▶ _Your instructions_: In the abstract on the variable valve actuator with a pneumatic booster, what does the charge mechanism provide?
Document section below:
Variable valve actuator with a pneumatic booster
Abstract
Actuators, and corresponding methods and systems for controlling such actuators, provide independent valve control with a large initial or opening force. In an exemplary embodiment, an actuator includes a driver further including a housing defining a longitudinal axis and first and second directions, an actuation mechanism capable of generating actuation force at least in the first direction, and a rod with one end operably connected with at least one part of the actuation mechanism and with the other end available for an operable connection with a load such as an engine valve; at least one return spring operably connected with the rod through a spring retainer assembly and biasing the rod in the second direction; and a pneumatic booster further including a pneumatic cylinder, a pneumatic piston operably connected with the rod through the spring retainer assembly and biasing the rod in the first direction, a charge mechanism providing a controlled fluid communication between the pneumatic cylinder and a high-pressure gas source, and a bleed mechanism providing a controlled fluid communication between the pneumatic cylinder to a low-pressure gas sink.
End of Document section.
Material provided below:
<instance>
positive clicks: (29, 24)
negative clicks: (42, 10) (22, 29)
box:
End of Material provided.
▶ _Task solution_: A controlled fluid communication between the pneumatic cylinder and a high-pressure gas source.